---------- Texto ----------

Con el correr del tiempo, los discursos de Mariano Rajoy me han suscitado muy diversas reacciones, desde el aburrimiento hasta la hilaridad, desde la sensación de déjà vu hasta el estupor, desde la ternura –¡se le ve a veces tan desvalido!– hasta la irritación. Ayer, por primera vez en muchos años, me dio miedo. Lo noté fuera de sí, desesperado, agresivo, amenazante, peligroso. Tuve la sensación de que, de pillarme a su paso y oírme lo que pienso, no le costaría nada darme media docena de guantazos.
Para mí que una de las cosas que más le sacan de quicio es la conciencia de que emplea argumentos que son pura simpleza y no se tienen en pie. En el discurso que le oí ayer, su tesis básica era que, puesto que Batasuna es ETA, según sentencia del Supremo –del Tribunal, no del Hacedor–, legalizar a Batasuna equivaldría a legalizar e ETA, con lo que tendríamos «dos ETA, una legal y otra ilegal, una sin armas y otra con armas, y con ambas se negociaría». «Es de puro sentido común», concluyó. Pero él sabe muy bien que, antes de ser ilegalizada, Batasuna fue legal, como lo fue Euskal Herritarrok y, antes de ambas, Herri Batasuna, y no pasó nada que no viniera dado por la existencia de ETA, de un lado, y de la izquierda abertzale como corriente socio-política, del otro, realidad que existía antes y sigue existiendo después de la prohibición de Batasuna. Tampoco debe de ser tan de «sentido común» lo que dice cuando su propio líder carismático, José María Aznar, consideró durante años, antes de su primera designación como presidente del Gobierno e inmediatamente después, que la ilegalización de HB hubiera sido un doble error, jurídico y político, y de hecho se negó a promoverla.
«No se puede dialogar con alguien que pone una pistola sobre la mesa», insiste Rajoy, abundando en sus argumentos «de sentido común». Apostaría con él doble contra sencillo –y ganaría de calle– a que la mayoría de las grandes negociaciones que en el mundo han sido han juntado a gentes que acudían respaldadas por fuerzas armadas. Puestos a enarbolar evidencias, no me parece la menor que sólo cabe negociar el abandono de las armas con alguien que tiene armas.

----------

■ Tareas del ejercicio ■
[1] Transcribe del texto sobre el discurso de Rajoy el pasaje que empieza en las palabras "Con el correr" y termina en las palabras "docena de guantazos.".
[2] Enumera las reacciones que, según el primer párrafo del texto sobre el discurso de Rajoy, han suscitado sus discursos con el correr del tiempo, sin contar la del día anterior.
[3] Explica en una o dos oraciones por qué, según el texto sobre el discurso de Rajoy, José María Aznar se negó a promover la ilegalización de HB.

---------- Datos ----------

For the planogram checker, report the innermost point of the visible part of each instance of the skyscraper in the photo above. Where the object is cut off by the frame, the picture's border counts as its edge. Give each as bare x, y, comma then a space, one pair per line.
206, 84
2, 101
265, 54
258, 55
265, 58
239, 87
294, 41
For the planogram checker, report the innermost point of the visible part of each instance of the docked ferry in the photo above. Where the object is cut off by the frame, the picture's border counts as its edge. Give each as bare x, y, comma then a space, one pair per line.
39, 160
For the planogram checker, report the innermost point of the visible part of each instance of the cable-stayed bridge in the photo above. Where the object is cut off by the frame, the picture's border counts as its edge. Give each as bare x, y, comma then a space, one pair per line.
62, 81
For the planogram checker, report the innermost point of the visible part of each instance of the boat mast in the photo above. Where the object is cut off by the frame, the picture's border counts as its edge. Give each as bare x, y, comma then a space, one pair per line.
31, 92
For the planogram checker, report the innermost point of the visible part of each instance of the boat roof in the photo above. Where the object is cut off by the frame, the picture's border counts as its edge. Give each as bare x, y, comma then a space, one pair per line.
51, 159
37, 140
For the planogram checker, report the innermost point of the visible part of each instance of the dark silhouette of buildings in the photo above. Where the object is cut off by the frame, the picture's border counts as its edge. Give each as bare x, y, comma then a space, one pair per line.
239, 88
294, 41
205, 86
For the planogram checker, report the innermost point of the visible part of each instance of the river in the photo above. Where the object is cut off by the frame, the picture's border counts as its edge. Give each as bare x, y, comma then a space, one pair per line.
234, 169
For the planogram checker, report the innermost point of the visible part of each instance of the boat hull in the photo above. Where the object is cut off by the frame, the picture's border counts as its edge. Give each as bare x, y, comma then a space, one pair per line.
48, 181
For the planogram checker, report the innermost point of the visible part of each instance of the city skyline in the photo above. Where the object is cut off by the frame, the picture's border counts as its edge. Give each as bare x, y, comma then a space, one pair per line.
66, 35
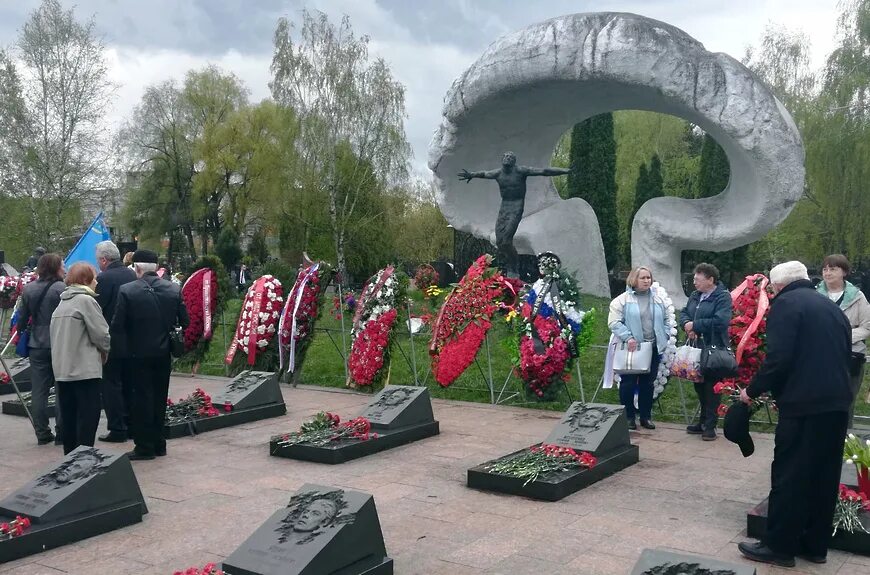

----------

■ Soluciones ■
[1]
Con el correr del tiempo, los discursos de Mariano Rajoy me han suscitado muy diversas reacciones, desde el aburrimiento hasta la hilaridad, desde la sensación de déjà vu hasta el estupor, desde la ternura –¡se le ve a veces tan desvalido!– hasta la irritación. Ayer, por primera vez en muchos años, me dio miedo. Lo noté fuera de sí, desesperado, agresivo, amenazante, peligroso. Tuve la sensación de que, de pillarme a su paso y oírme lo que pienso, no le costaría nada darme media docena de guantazos.

[2] aburrimiento, hilaridad, sensación de déjà vu, estupor, ternura, irritación

[3] Durante años, antes de su primera designación como presidente del Gobierno e inmediatamente después, Aznar consideró que la ilegalización de HB habría sido un doble error, jurídico y político.